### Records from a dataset
[start]
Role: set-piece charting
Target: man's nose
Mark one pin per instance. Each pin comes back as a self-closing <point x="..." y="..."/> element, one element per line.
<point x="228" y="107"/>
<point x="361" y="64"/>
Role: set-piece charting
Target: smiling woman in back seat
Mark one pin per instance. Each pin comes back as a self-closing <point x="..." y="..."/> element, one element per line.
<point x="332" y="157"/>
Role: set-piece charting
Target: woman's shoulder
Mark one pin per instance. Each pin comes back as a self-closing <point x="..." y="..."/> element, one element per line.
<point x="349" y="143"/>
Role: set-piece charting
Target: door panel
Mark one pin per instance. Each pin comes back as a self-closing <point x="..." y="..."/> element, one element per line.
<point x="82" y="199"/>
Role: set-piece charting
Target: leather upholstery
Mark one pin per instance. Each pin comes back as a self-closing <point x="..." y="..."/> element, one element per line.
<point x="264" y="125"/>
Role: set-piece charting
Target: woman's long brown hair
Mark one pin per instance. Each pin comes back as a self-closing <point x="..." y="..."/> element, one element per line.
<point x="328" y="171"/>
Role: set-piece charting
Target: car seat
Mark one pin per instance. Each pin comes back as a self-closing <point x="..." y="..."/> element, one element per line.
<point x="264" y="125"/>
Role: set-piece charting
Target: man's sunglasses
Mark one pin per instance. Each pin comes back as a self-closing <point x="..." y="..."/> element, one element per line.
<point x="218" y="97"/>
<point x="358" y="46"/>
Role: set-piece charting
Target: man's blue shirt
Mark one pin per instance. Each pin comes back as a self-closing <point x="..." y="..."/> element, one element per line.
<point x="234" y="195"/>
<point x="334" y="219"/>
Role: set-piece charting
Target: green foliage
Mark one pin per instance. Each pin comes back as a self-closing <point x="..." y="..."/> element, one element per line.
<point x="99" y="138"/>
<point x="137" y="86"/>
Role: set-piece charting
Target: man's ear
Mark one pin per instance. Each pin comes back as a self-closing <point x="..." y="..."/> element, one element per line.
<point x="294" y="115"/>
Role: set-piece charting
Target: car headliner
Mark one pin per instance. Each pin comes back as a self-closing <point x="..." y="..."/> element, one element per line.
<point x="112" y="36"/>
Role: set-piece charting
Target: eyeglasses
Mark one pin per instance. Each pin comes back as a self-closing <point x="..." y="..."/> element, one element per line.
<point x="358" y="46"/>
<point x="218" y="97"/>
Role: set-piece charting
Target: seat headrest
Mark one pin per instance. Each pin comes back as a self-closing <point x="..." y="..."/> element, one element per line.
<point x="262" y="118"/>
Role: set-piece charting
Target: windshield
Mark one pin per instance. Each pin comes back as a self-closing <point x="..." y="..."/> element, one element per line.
[end]
### The exercise
The records above are to be copied in full, exactly as written.

### Finished exercise
Role: set-piece charting
Target: man's nose
Mark one pin per instance. Each pin comes back as a self-closing <point x="..." y="..."/> element, one element per line.
<point x="228" y="107"/>
<point x="361" y="64"/>
Role: set-piece charting
Target: smiling woman in back seat
Mark one pin per instance. Each pin comes back as a self-closing <point x="..." y="..."/> element, one element per line.
<point x="332" y="157"/>
Role: set-piece charting
Target: woman's shoulder
Mark one pin per instance. Each pin comes back as a self-closing <point x="..." y="..."/> element, one element per line.
<point x="349" y="143"/>
Role: set-piece charting
Target: door panel
Mark one pin per instance. Each pin comes back as a self-closing <point x="..." y="..."/> element, one element per line.
<point x="82" y="199"/>
Role: set-piece charting
Target: leather upholstery
Mark one pin per instance. Each pin comes back as a self-closing <point x="..." y="..."/> element, one element per line.
<point x="264" y="125"/>
Role: set-piece charting
Target: woman's long brown hair
Mark one pin per instance. Each pin comes back as a self-closing <point x="..." y="..."/> element, one element per line.
<point x="328" y="171"/>
Role: set-piece charting
Target: car seat
Mark one pin per instance. Each pin comes back as a self-closing <point x="..." y="..."/> element, one element per line.
<point x="264" y="125"/>
Role: set-piece charting
Target: man's sunglasses
Mark one pin per instance. Each pin comes back as a self-closing <point x="..." y="..."/> element, one element per line.
<point x="218" y="97"/>
<point x="358" y="46"/>
Role: set-piece charting
Target: man's blue shirt
Mark one pin per instance. Each pin comes back as a self-closing <point x="..." y="..."/> element, one element per line.
<point x="234" y="195"/>
<point x="334" y="219"/>
Role: set-piece charting
Target: green foliage
Mark one pin per instance. Each pin comes back as a self-closing <point x="..." y="..."/> element, one element per line.
<point x="99" y="138"/>
<point x="137" y="86"/>
Role: set-piece charting
Target: man's ear
Mark one pin per instance. Each pin comes back as a self-closing <point x="..." y="..."/> element, one element per line.
<point x="294" y="115"/>
Role: set-piece charting
Target: car headliner
Mark one pin per instance. Each pin comes back as a self-closing <point x="..." y="..."/> element, one element per line.
<point x="112" y="36"/>
Role: set-piece charting
Target: eyeglasses
Mark one pin per instance. Each pin comes back as a self-closing <point x="..." y="..."/> element, one element per line.
<point x="358" y="46"/>
<point x="218" y="97"/>
Role: set-piece charting
Target: seat headrest
Mark one pin per instance. Each pin comes back as a self-closing <point x="..." y="..."/> element, one element per line.
<point x="262" y="118"/>
Role: set-piece charting
Target: windshield
Mark one pin per instance. Each pin comes back as a self-closing <point x="..." y="..."/> element, one element per line.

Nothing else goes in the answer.